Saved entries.
"""

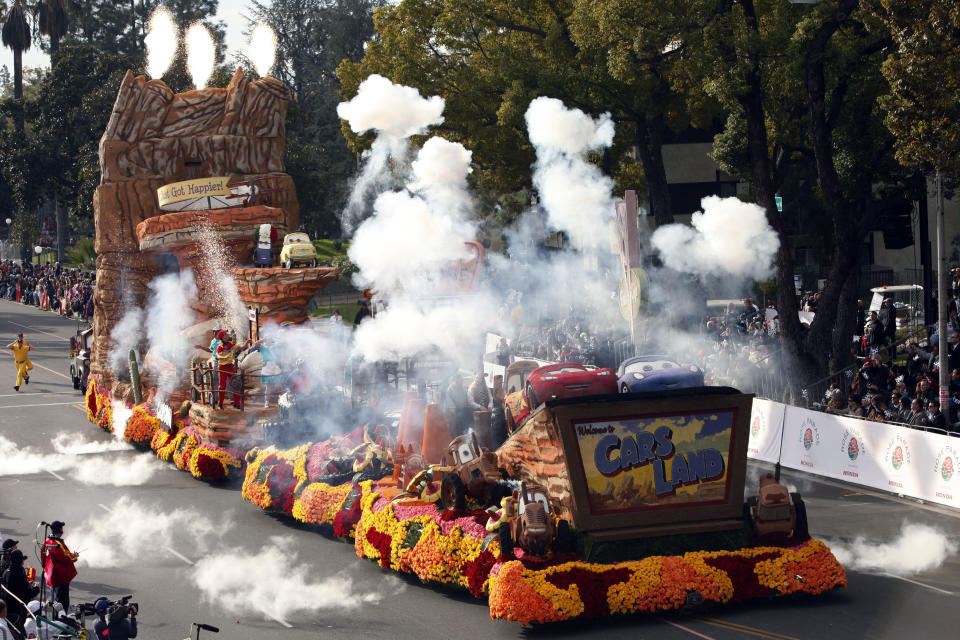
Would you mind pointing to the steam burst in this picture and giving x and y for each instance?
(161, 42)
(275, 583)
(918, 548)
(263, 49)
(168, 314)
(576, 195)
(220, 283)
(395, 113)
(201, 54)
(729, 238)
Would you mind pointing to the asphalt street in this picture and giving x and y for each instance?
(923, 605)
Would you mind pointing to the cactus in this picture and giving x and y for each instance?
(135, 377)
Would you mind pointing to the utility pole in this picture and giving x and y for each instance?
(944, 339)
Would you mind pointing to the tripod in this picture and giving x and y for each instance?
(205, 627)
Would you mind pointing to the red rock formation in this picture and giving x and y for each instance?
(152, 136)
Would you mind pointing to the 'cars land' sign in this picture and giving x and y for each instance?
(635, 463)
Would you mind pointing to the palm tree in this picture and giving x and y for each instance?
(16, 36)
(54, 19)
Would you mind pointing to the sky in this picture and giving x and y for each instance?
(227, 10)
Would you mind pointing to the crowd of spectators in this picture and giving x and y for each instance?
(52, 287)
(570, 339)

"""
"""

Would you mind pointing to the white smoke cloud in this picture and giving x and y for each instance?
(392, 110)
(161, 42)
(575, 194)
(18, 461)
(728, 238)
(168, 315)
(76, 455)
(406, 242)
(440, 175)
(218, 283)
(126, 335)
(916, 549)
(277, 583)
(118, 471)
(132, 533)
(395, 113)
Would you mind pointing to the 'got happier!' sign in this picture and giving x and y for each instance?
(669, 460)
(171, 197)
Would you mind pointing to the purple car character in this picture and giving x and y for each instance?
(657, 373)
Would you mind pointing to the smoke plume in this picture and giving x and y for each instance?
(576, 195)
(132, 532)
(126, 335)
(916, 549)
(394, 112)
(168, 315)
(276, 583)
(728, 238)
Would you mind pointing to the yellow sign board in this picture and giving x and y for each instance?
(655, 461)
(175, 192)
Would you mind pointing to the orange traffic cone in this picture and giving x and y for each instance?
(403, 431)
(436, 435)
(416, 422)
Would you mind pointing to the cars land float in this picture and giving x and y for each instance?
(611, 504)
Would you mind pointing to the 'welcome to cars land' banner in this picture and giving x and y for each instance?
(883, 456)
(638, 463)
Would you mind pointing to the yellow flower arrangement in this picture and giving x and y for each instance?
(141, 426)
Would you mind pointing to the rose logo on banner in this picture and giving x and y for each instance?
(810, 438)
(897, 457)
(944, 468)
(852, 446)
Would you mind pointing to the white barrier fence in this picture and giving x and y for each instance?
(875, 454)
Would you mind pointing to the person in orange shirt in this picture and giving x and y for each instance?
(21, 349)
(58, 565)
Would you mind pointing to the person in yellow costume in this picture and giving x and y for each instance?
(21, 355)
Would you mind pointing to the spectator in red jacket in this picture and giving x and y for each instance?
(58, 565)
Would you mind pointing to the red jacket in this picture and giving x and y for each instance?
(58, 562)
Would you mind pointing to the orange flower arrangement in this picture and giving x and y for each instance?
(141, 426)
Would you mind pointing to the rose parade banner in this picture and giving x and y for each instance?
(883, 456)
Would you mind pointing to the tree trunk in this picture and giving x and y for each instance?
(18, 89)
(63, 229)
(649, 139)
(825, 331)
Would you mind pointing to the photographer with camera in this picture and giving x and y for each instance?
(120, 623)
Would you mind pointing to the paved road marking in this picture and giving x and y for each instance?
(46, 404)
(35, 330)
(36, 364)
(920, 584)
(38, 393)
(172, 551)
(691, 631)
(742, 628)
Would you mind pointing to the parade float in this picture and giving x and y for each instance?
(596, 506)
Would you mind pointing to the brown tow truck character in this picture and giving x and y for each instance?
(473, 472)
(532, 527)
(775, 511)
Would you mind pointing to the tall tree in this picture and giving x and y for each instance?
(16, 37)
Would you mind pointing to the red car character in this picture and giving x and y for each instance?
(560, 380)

"""

Written request. Show every line above that contains the word "person", copying each such line in full. Case counts.

Task solution.
Would you mind pointing to the person in orange shirt in this picture and giving x and y for each instance?
Would you mind pointing to the person in yellow costume in this picture and giving x and y for each instance?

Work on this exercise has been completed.